◆ AUFGABE 1
Zitieren Sie aus dem vorgegebenen Text über den Brüsseler Herbstgipfel wörtlich den Abschnitt von „Der französische Staatspräsident“ bis „eben draußen bleiben.“.

◆ VORGEGEBENER TEXT

►

Der französische Staatspräsident Jacques Chirac wirkte gestern Mittag am Ende des Herbstgipfels in Brüssel noch selbstzufriedener als sonst. Die Zusatzaufgabe als Sprecher des deutschen Bundeskanzlers scheint ihm zu behagen. Kein Wunder, feiert doch die französische Presse seit Tagen die siamesischen Zwillinge Deutschland und Frankreich. Der Pariser Figaro sieht den deutsch-französischen Staat in greifbare Nähe rücken, und Le Monde glaubt, den anderen Staaten müsse die Tatsache, dass Chirac am zweiten Gipfeltag den in Berlin unabkömmlichen Kanzler vertrat, eine Warnung sein: Wer nicht mithalten wolle beim Tempo der Integration, müsse eben draußen bleiben.

◄

◆ AUFGABE 2
Geben Sie die folgenden Einträge vollständig und Zeile für Zeile wieder. Erhöhen Sie dabei jeden Koordinatenwert um 46.

◆ Extrahierte Dateneinträge
►

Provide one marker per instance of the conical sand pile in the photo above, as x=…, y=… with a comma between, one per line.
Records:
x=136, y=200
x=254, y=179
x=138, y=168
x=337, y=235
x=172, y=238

◄

◆ VOLLSTÄNDIGE ANTWORT 1
Der französische Staatspräsident Jacques Chirac wirkte gestern Mittag am Ende des Herbstgipfels in Brüssel noch selbstzufriedener als sonst. Die Zusatzaufgabe als Sprecher des deutschen Bundeskanzlers scheint ihm zu behagen. Kein Wunder, feiert doch die französische Presse seit Tagen die siamesischen Zwillinge Deutschland und Frankreich. Der Pariser Figaro sieht den deutsch-französischen Staat in greifbare Nähe rücken, und Le Monde glaubt, den anderen Staaten müsse die Tatsache, dass Chirac am zweiten Gipfeltag den in Berlin unabkömmlichen Kanzler vertrat, eine Warnung sein: Wer nicht mithalten wolle beim Tempo der Integration, müsse eben draußen bleiben.

◆ VOLLSTÄNDIGE ANTWORT 2
Provide one marker per instance of the conical sand pile in the photo above, as x=…, y=… with a comma between, one per line.
Records:
x=182, y=246
x=300, y=225
x=184, y=214
x=383, y=281
x=218, y=284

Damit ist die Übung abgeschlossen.